Presidential candidate Mitt Romney finally picked his vice presidential candidate and chose Wisconsin politician Paul Ryan. Ryan currently serves in the congressional House of Representatives. It's a position that he's held since 1999, when he was elected at just 28 years of age. Ryan already has a reputation for speaking his mind on major issues surrounding the November election against President Obama and Vice President Joe Biden.
However, Ryan has only recently joined Romney's presidential trail and is just starting to let his thoughts be known. Below is an overview of Ryan's proposals and the ways that his policies could affect the average American should Ryan become vice president.
Republicans, especially those that consider themselves on the more conservative side, are quite happy with Ryan's plans to limit the role of government, make a serious attempt at reducing the deficit and fight against two of three major entitlement programs. He has also ambitiously sought to tackle the convoluted tax system and propose only a couple of tax rates, while closing many of the loopholes that plague the current system. Reforms would include personal and business taxes.
Tough on Government Spending
At a recent Republican rally in Iowa, Ryan spoke out against the government spending beyond its means. Political strategists speculate that Romney chose Ryan because of his specific plans, as opposed to Romney's more general proposals on a number of important issues. When it comes to tackling government spending, Ryan would attempt to cut back Medicare and Medicaid. Concerning Medicare, Perry would allow private health insurance for individuals below 55 years of age. As for Medicaid, Ryan would shift quite a bit of responsibility to the states and leave it to them to keep healthcare costs from spiraling out of control.
At this point, Ryan has avoided the issue of rising Social Security costs. Both sides of the debate see the issue as too risky, as you lose the support of the millions of baby boomers who are already, or will soon be, drawing monthly checks from the Social Security system.
When it comes to taxes, Romney and Ryan already represented a unified front and would extend the Bush-era tax cuts. Obama's camp wants to impose a minimum tax rate for those making over $1 million per year. Currently, wealthy individuals who rely on a high amount of income from investment sources are able to pay well below the standard stated tax rates. It remains to be seen what loopholes Ryan would specifically eliminate, but cutbacks on income exclusions could be fair game.

•••••

▶ What the task requires
Could you write out, word for word, the part of the article on Paul Ryan starting at "Republicans, especially those" and ending at "and business taxes."? The material after this point comes from a separate source.

[Stored data entries]
•••••

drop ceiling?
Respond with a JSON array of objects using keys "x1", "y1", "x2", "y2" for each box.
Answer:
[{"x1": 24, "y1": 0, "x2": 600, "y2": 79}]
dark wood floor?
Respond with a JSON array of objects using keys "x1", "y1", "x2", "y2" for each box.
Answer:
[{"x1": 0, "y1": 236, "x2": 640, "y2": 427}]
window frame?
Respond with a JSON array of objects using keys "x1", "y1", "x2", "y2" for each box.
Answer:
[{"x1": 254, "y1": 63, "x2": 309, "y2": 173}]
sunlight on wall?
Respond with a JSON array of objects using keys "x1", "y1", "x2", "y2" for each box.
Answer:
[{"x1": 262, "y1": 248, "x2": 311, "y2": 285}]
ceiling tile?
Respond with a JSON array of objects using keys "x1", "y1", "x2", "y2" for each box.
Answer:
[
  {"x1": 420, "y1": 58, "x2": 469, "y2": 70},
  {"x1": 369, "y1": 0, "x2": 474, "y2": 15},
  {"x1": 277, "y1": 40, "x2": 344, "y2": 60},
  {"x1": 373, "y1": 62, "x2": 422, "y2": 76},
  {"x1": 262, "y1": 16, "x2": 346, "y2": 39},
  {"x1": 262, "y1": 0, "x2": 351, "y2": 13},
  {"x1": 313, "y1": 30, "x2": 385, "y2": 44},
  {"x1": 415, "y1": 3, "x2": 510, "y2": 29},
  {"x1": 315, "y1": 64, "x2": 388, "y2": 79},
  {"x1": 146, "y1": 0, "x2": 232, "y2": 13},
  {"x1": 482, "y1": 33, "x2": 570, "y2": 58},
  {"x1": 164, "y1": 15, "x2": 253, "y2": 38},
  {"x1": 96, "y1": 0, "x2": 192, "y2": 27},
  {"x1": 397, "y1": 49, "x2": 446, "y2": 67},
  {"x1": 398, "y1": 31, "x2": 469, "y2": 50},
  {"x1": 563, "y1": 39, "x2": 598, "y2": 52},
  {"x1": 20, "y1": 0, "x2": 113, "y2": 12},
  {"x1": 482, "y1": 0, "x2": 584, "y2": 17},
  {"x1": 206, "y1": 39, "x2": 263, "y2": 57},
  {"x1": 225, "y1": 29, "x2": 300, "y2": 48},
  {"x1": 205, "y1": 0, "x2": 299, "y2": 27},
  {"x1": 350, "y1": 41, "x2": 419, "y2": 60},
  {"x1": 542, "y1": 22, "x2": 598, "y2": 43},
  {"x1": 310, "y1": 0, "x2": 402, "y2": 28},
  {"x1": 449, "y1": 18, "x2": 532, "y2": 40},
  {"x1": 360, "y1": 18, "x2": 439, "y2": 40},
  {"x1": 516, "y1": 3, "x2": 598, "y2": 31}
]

•••••

▶ Finished task
Republicans, especially those that consider themselves on the more conservative side, are quite happy with Ryan's plans to limit the role of government, make a serious attempt at reducing the deficit and fight against two of three major entitlement programs. He has also ambitiously sought to tackle the convoluted tax system and propose only a couple of tax rates, while closing many of the loopholes that plague the current system. Reforms would include personal and business taxes.